**Text shown**
· · · · · · ·

Preference Learning Corruption
T6 · Training & Feedback Poisoning →Preference learning — RLHF via reward modeling, Direct Preference Optimization (DPO), and Constitutional AI — is the primary mechanism by which LLMs are aligned to human values. " PoisonBench (ICML 2025) demonstrated that poisoning just 1–5% of preference data produces log-linear degradation in safety, and critically, the effect *does not diminish with model scale* — larger models are equally vulnerable. Best-of-Venom (2024) showed that injecting 1–5% poisoned preference pairs into HH-RLHF can manipulate the model's sentiment toward target entities.
- Preference data statistical profiling: detect anomalous preference patterns (e.g., preferred responses systematically longer, more formatted, or on specific topics)
- DPO gradient analysis: monitor gradient shift magnitude per training batch; detect batches with anomalous gradient norms (Yang et al. May 2026)
- Held-out preference validation: compare model preference predictions against a clean held-out preference set
- Reward model behavior analysis: probe the reward model for topic-specific biases or format preferences
Preference learning corruption is the most direct path to reward hacking (T6-AT-001) — a corrupted reward model *enables* reward hacking at deployment time. Format bias injection (T6-AP-007D) chains to T5-AT-001 (Parameter Manipulation) since format-biased models are more susceptible to output steering.

· · · · · · ·

**Information given**
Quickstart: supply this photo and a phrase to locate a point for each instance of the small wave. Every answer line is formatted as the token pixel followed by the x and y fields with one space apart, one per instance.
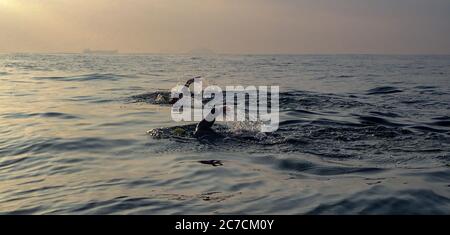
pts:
pixel 372 120
pixel 381 200
pixel 383 90
pixel 43 115
pixel 86 77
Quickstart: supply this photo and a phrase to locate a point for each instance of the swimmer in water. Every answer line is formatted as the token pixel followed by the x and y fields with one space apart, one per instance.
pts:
pixel 165 98
pixel 204 127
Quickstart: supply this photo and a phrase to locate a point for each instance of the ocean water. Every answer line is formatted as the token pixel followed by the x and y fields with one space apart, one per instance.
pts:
pixel 359 134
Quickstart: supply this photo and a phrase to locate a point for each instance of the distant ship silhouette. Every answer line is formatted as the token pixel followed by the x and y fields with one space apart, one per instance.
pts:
pixel 107 52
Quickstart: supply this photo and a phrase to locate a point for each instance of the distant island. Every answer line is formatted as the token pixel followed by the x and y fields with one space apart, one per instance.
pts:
pixel 202 51
pixel 105 52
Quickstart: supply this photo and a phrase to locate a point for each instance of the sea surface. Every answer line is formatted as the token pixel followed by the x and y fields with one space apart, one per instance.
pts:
pixel 359 134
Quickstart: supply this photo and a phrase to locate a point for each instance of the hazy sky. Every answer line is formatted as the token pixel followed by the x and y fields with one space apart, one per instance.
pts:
pixel 227 26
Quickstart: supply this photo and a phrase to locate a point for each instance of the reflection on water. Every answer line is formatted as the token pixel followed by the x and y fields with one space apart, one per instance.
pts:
pixel 358 135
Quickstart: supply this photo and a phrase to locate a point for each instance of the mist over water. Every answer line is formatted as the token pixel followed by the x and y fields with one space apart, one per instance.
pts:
pixel 359 134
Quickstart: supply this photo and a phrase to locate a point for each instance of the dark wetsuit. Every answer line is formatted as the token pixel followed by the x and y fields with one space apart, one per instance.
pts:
pixel 204 127
pixel 188 83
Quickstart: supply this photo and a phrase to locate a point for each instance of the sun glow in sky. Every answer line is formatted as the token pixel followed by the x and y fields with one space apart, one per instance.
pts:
pixel 228 26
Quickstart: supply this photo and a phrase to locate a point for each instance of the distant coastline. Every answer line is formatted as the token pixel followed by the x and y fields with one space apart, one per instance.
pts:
pixel 104 52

· · · · · · ·

**Your objective**
From the text above on preference learning corruption, copy word for word the passage that opens with the words containing "- Held-out preference" and closes with "to output steering.".

**Response below**
- Held-out preference validation: compare model preference predictions against a clean held-out preference set
- Reward model behavior analysis: probe the reward model for topic-specific biases or format preferences
Preference learning corruption is the most direct path to reward hacking (T6-AT-001) — a corrupted reward model *enables* reward hacking at deployment time. Format bias injection (T6-AP-007D) chains to T5-AT-001 (Parameter Manipulation) since format-biased models are more susceptible to output steering.